— Start Document excerpt —

If you can feel what I’m feelling then it’s a musical masterpiece
I’ve been pretty nocturnal this week. So by the time I got up and moving this morning (around 1 a.m.), there was no shortage of “RIP MCA” posts to greet me.
There have been other musicians from my early years who’ve passed away — Bradley Nowell, Kurt Cobain, Layne Staley, Andrew Wood, and Cliff Burton to name a few. This feels different though. Maybe it has something to do with the way I connected with The Beastie Boys’ music, maybe it’s just that I’m older, or maybe it’s a little of both.

— End Document excerpt —
— Start Records for this task —

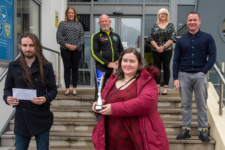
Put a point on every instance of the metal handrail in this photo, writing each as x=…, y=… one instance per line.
x=6, y=70
x=222, y=83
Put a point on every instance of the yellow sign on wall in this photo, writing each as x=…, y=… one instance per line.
x=56, y=18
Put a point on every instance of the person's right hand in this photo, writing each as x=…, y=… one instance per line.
x=94, y=104
x=113, y=65
x=12, y=101
x=177, y=84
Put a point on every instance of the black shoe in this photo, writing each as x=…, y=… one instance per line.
x=66, y=94
x=203, y=135
x=184, y=134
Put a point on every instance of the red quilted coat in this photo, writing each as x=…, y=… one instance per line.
x=144, y=106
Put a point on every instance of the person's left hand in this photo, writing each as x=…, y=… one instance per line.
x=39, y=100
x=107, y=110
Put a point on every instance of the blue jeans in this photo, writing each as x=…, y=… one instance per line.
x=197, y=83
x=42, y=141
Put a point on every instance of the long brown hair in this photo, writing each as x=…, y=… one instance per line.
x=75, y=14
x=26, y=76
x=141, y=62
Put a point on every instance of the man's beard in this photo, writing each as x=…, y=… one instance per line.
x=105, y=28
x=29, y=56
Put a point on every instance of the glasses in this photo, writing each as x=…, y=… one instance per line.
x=163, y=13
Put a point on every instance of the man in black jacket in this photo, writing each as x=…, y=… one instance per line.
x=105, y=48
x=33, y=116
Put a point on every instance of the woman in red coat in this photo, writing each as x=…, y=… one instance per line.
x=130, y=120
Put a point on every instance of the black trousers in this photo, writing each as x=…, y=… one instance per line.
x=164, y=58
x=71, y=61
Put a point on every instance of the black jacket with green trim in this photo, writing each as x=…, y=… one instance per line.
x=105, y=49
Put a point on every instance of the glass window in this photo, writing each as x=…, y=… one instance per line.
x=84, y=75
x=150, y=20
x=182, y=13
x=157, y=1
x=85, y=62
x=84, y=78
x=223, y=27
x=131, y=32
x=186, y=1
x=34, y=19
x=85, y=21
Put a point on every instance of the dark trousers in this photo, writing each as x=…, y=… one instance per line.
x=71, y=61
x=107, y=75
x=164, y=58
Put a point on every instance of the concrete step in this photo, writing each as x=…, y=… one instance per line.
x=87, y=113
x=58, y=142
x=193, y=143
x=73, y=112
x=78, y=128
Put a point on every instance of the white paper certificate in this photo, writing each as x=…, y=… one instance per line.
x=24, y=94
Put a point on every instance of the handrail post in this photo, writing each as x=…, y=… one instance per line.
x=59, y=71
x=221, y=92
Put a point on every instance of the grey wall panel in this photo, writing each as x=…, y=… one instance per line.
x=211, y=13
x=125, y=9
x=82, y=9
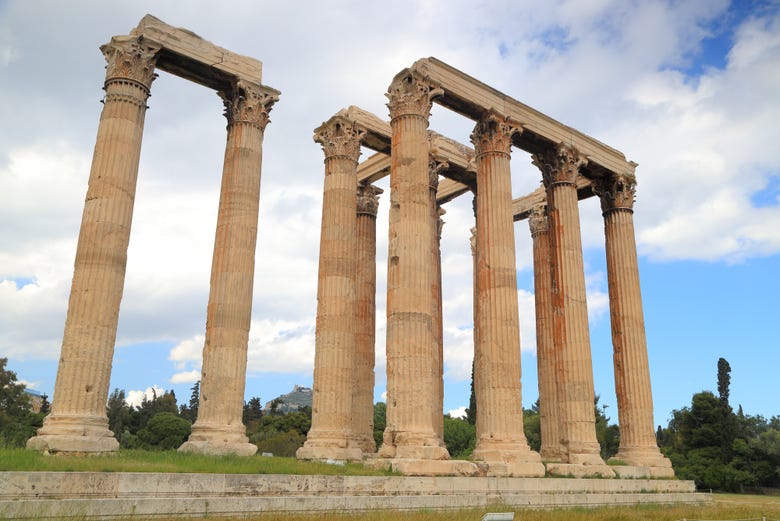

— End Records for this task —

• [Requirements]
(A) List the musicians from the writer's early years whom the MCA post names as having passed away.
(B) Please copy the listing verbatim from the line containing "Put a point on every instance of the handrail" through the end of the listing, leaving out any pictures.

• [The solutions]
(A) Bradley Nowell, Kurt Cobain, Layne Staley, Andrew Wood, and Cliff Burton

(B)
Put a point on every instance of the handrail post in this photo, writing each as x=…, y=… one instance per line.
x=59, y=71
x=221, y=92
Put a point on every instance of the grey wall panel in this photo, writing each as x=…, y=… one instance per line.
x=211, y=13
x=125, y=9
x=82, y=9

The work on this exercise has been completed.